> [Your task] Set down the listing again, word for word.

• • •

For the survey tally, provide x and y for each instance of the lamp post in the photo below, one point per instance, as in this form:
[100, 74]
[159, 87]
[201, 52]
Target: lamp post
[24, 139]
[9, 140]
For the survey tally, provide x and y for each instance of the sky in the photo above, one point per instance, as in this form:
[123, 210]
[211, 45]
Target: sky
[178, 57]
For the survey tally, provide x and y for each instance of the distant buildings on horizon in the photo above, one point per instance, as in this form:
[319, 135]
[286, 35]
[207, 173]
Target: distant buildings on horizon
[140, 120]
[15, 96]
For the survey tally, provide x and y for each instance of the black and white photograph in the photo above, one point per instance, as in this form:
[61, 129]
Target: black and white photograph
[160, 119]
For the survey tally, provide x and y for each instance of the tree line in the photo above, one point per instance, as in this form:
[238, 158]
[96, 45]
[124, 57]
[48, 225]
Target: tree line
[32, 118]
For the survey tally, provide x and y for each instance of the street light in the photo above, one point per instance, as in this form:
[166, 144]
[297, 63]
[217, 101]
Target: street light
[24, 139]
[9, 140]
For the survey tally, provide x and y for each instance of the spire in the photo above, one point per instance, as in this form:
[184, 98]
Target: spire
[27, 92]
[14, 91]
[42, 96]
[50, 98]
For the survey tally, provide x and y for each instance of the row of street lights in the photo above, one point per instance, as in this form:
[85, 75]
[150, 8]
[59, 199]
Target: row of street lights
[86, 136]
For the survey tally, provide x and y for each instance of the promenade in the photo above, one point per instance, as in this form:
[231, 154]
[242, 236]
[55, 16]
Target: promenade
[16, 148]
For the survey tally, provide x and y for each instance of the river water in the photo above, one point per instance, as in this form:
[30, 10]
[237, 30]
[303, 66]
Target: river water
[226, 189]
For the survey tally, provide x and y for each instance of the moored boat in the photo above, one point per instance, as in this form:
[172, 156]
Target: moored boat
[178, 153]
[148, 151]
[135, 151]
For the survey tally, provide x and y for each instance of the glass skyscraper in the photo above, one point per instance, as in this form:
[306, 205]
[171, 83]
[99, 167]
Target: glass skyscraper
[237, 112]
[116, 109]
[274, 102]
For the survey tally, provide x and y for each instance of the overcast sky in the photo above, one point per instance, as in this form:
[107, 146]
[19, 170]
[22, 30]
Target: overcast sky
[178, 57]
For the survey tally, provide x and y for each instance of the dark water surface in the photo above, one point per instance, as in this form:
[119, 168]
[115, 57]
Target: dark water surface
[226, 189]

• • •

> [Response to the exercise]
For the survey tally, provide x and y for each instance of the lamp post in the photo below, one point per instance, as in this form:
[100, 74]
[159, 87]
[201, 52]
Target: lamp post
[24, 139]
[9, 140]
For the survey tally, provide x and y for each instance of the sky in the photo above, one point per instance, as in this form:
[123, 210]
[211, 45]
Target: sky
[178, 57]
For the survey tally, provide x and y for each instance of the distant buildings on horizon in the photo above, one point per instance, as in this form:
[319, 135]
[286, 35]
[207, 173]
Target: distant buildings on horizon
[140, 120]
[15, 96]
For the survey tally, provide x and y for each instance of the black and white photograph in the photo above, one point per instance, as in this form:
[61, 129]
Target: black and white photograph
[160, 119]
For the survey tally, provide x and y for each instance of the tree line in the photo above, one point per instance, as in this form:
[238, 158]
[96, 45]
[124, 57]
[48, 225]
Target: tree line
[32, 118]
For the survey tally, provide x and y for each instance of the street light in the photo above, one point per instance, as in this form:
[166, 144]
[297, 63]
[217, 101]
Target: street light
[24, 139]
[9, 140]
For the survey tally, provide x and y for each instance of the spire in the photo above, one point per instance, as in this form:
[184, 98]
Target: spire
[27, 92]
[14, 91]
[42, 96]
[50, 98]
For the survey tally, provide x and y for each instance of the row of street lights in the photo above, one point per instance, as in this form:
[85, 75]
[150, 8]
[59, 199]
Target: row of street lights
[86, 136]
For the survey tally, provide x and y for each instance of the promenade in the photo above, one point per instance, as in this form:
[231, 154]
[242, 236]
[55, 16]
Target: promenade
[16, 148]
For the survey tally, provide x and y for each instance of the river water in the photo above, one point per instance, as in this form:
[30, 10]
[237, 30]
[303, 66]
Target: river water
[226, 189]
For the survey tally, provide x and y for each instance of the moored boat in the photo above, one point per instance, as in this form:
[172, 156]
Target: moored boat
[178, 153]
[148, 151]
[135, 151]
For the survey tally, provide x and y for each instance of the glass skyscraper in the photo above, one point per instance, as in this form:
[306, 205]
[171, 83]
[99, 167]
Target: glass skyscraper
[237, 112]
[116, 109]
[274, 102]
For the survey tally, provide x and y for each instance of the overcast sky in the photo above, one point per instance, as in this form:
[107, 146]
[19, 170]
[22, 30]
Target: overcast sky
[178, 57]
For the survey tally, provide x and y for each instance of the dark water surface in the photo above, one point per instance, as in this form:
[119, 168]
[115, 57]
Target: dark water surface
[226, 189]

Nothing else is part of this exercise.